**Excerpts of location labeling data:**

==*==

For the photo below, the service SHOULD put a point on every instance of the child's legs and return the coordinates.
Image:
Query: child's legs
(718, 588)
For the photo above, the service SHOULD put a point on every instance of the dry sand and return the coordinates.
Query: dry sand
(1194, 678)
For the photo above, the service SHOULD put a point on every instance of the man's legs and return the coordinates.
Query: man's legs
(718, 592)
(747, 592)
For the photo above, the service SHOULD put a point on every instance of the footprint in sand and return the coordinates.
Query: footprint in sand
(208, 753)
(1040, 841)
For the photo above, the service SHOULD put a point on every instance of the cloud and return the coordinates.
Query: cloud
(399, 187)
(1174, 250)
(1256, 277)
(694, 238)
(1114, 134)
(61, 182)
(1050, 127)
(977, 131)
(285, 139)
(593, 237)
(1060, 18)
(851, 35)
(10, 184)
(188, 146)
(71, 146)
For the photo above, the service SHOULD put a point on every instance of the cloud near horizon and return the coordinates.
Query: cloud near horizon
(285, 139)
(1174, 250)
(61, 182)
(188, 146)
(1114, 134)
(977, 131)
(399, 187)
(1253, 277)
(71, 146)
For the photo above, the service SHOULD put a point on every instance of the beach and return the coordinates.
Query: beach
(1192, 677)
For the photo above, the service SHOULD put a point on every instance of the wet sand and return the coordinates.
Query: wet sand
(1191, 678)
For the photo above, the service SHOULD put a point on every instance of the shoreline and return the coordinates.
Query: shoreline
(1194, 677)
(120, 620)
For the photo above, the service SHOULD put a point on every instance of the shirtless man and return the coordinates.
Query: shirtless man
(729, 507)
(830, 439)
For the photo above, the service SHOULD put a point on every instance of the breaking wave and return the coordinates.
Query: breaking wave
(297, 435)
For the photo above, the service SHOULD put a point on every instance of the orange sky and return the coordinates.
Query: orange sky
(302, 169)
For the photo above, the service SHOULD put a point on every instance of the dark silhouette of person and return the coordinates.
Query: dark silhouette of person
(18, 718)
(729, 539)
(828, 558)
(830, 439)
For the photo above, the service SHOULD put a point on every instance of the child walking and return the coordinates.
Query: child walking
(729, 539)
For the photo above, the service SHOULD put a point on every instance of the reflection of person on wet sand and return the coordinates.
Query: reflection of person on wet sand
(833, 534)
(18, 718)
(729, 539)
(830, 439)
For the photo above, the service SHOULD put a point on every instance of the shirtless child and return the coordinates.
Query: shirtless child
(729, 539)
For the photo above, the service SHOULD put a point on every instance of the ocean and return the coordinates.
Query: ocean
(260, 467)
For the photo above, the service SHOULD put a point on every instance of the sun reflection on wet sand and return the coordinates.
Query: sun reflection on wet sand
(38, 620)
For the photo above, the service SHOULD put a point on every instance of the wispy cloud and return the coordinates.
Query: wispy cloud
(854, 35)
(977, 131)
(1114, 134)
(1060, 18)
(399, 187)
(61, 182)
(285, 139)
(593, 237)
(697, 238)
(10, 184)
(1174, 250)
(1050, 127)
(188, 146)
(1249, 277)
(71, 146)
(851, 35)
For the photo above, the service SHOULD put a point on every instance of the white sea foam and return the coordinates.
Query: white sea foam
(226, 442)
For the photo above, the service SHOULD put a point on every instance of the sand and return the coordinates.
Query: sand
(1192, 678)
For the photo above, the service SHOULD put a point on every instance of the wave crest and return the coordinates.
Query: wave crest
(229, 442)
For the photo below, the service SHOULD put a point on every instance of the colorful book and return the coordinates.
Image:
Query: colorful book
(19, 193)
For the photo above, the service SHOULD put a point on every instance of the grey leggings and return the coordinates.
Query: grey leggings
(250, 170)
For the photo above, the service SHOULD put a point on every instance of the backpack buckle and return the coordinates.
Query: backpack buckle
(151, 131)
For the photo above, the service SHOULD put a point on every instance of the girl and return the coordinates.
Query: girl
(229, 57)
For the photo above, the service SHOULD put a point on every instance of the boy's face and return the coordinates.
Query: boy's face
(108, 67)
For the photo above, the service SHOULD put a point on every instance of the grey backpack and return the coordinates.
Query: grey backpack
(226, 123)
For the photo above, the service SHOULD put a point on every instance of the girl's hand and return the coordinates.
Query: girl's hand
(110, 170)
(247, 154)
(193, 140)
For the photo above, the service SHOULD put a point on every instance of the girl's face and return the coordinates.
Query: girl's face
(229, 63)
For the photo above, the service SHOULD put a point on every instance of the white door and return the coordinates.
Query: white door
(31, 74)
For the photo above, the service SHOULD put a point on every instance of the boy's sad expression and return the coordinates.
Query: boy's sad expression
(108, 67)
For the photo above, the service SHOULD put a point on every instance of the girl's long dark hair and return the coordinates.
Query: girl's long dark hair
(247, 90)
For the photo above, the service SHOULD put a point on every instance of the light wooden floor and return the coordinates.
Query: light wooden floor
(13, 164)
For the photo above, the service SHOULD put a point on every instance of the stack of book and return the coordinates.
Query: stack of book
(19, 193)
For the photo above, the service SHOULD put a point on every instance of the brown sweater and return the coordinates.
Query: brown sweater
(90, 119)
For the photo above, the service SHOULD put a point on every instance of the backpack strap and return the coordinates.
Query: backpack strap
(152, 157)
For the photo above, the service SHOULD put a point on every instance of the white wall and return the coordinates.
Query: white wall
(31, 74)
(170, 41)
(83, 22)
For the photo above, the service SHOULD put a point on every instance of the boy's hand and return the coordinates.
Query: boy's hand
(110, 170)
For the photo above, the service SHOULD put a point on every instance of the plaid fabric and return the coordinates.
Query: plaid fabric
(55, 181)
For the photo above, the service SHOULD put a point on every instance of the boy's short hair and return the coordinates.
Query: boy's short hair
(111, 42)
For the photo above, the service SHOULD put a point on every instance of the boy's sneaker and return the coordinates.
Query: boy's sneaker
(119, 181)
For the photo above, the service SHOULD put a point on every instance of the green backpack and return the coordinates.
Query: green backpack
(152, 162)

==*==

**TASK TO COMPLETE:**
From the data above, extract every line in its exact form.

**ANSWER TO THIS EXERCISE:**
For the photo below, the service SHOULD put a point on every instance of the child's legs and return the coordinates.
Image:
Query: child's legs
(718, 588)
For the photo above, the service SHOULD put a point on every instance of the dry sand and return the coordinates.
Query: dry sand
(1194, 678)
For the photo above, the service SHOULD put a point on every instance of the man's legs and return the coordinates.
Query: man's legs
(718, 592)
(747, 592)
For the photo above, the service SHOULD put a point on every instance of the footprint in sand and return the coordinates.
Query: footprint in sand
(208, 753)
(1040, 841)
For the photo above, the service SHOULD put a point on every instance of the cloud and return the coordinates.
Query: cloud
(399, 187)
(1174, 250)
(1256, 277)
(694, 238)
(1114, 134)
(61, 182)
(1050, 127)
(977, 131)
(285, 139)
(593, 237)
(1060, 18)
(851, 35)
(10, 184)
(188, 146)
(71, 146)
For the photo above, the service SHOULD put a point on every instance of the cloud near horizon and return the coordinates.
Query: cloud near horizon
(285, 139)
(1174, 250)
(61, 182)
(188, 146)
(1114, 134)
(977, 131)
(399, 187)
(1253, 277)
(71, 146)
For the photo above, the service SHOULD put a point on every instance of the beach and return the coordinates.
Query: beach
(1192, 677)
For the photo above, the service SHOULD put a point on every instance of the wet sand and return the coordinates.
Query: wet sand
(1191, 678)
For the photo above, the service SHOULD put a point on every instance of the shoreline and return the coordinates.
Query: shoreline
(1194, 677)
(120, 620)
For the photo above, the service SHOULD put a point on every instance of the shirtless man and return the coordinates.
Query: shirtless man
(729, 507)
(830, 439)
For the photo above, the service SHOULD put a point on every instance of the breaking wave and return the coordinates.
Query: breaking wave
(297, 435)
For the photo above, the service SHOULD put a point on every instance of the orange sky and return the coordinates.
Query: orange sky
(302, 169)
For the photo above, the service SHOULD put a point on every instance of the dark silhouette of person and return the coordinates.
Query: dark silhouette of person
(18, 718)
(729, 539)
(828, 558)
(830, 439)
For the photo above, the service SHOULD put a point on every instance of the child walking and return the coordinates.
Query: child walking
(729, 539)
For the photo above, the service SHOULD put a point on every instance of the reflection of person on wet sand and return the coordinates.
Query: reflection of person on wet sand
(833, 534)
(18, 718)
(729, 539)
(830, 439)
For the photo above, the service SHOULD put a point on every instance of the shirtless child and return the coordinates.
Query: shirtless child
(729, 539)
For the photo above, the service SHOULD put a point on every instance of the ocean and return the coordinates.
Query: ocean
(260, 467)
For the photo above, the service SHOULD put a point on every instance of the sun reflection on wet sand and return the coordinates.
Query: sun reflection on wet sand
(38, 620)
For the photo above, the service SHOULD put a point on every instance of the wispy cloud and return the coordinates.
Query: wispy cloud
(854, 35)
(977, 131)
(1114, 134)
(1060, 18)
(399, 187)
(61, 182)
(285, 139)
(593, 237)
(697, 238)
(10, 184)
(1174, 250)
(1050, 127)
(188, 146)
(1249, 277)
(71, 146)
(851, 35)
For the photo above, the service SHOULD put a point on every instance of the white sea foam and return the coordinates.
Query: white sea foam
(226, 442)
For the photo above, the service SHOULD put a point on every instance of the sand and return the coordinates.
Query: sand
(1192, 678)
For the photo above, the service SHOULD put a point on every instance of the wave crest and return the coordinates.
Query: wave crest
(229, 442)
For the photo below, the service SHOULD put a point on every instance of the colorful book and return the coordinates.
Image:
Query: colorful book
(19, 193)
For the photo above, the service SHOULD put a point on every instance of the grey leggings and return the coordinates.
Query: grey leggings
(250, 170)
For the photo above, the service SHOULD put a point on every instance of the backpack buckle and return the coordinates.
Query: backpack buckle
(151, 131)
For the photo above, the service SHOULD put a point on every instance of the girl and return the coordinates.
Query: girl
(229, 57)
For the photo above, the service SHOULD put a point on every instance of the boy's face and return the coordinates.
Query: boy's face
(108, 67)
For the photo above, the service SHOULD put a point on every instance of the grey backpack and return the coordinates.
Query: grey backpack
(226, 123)
For the photo above, the service SHOULD put a point on every instance of the girl's hand and return the coordinates.
Query: girl's hand
(110, 170)
(247, 154)
(193, 140)
For the photo above, the service SHOULD put a point on every instance of the girl's face and return the coordinates.
Query: girl's face
(229, 63)
For the photo above, the service SHOULD put a point on every instance of the white door and return the coordinates.
Query: white door
(31, 74)
For the photo above, the service SHOULD put a point on every instance of the boy's sad expression and return the coordinates.
Query: boy's sad expression
(108, 67)
For the photo above, the service SHOULD put a point on every instance of the girl's long dark hair and return the coordinates.
Query: girl's long dark hair
(247, 90)
For the photo above, the service SHOULD put a point on every instance of the light wooden floor and return the coordinates.
Query: light wooden floor
(13, 164)
For the photo above, the service SHOULD put a point on every instance of the stack of book and return the coordinates.
Query: stack of book
(19, 193)
For the photo above, the service SHOULD put a point on every instance of the brown sweater and return the coordinates.
Query: brown sweater
(90, 119)
For the photo above, the service SHOULD put a point on every instance of the backpack strap and return the coordinates.
Query: backpack strap
(152, 157)
For the photo above, the service SHOULD put a point on every instance of the white wall and return the coordinates.
Query: white wall
(31, 74)
(170, 41)
(83, 22)
For the photo above, the service SHOULD put a point on every instance of the boy's hand and return the coordinates.
Query: boy's hand
(110, 170)
For the photo above, the service SHOULD put a point on every instance of the plaid fabric and return the coordinates.
Query: plaid fabric
(55, 181)
For the photo above, the service SHOULD put a point on every instance of the boy's short hair and return the coordinates.
Query: boy's short hair
(111, 42)
For the photo above, the service SHOULD put a point on every instance of the boy's sneaker and return the coordinates.
Query: boy's sneaker
(119, 181)
For the photo above, the service SHOULD put a point on every instance of the green backpack and return the coordinates.
Query: green backpack
(152, 162)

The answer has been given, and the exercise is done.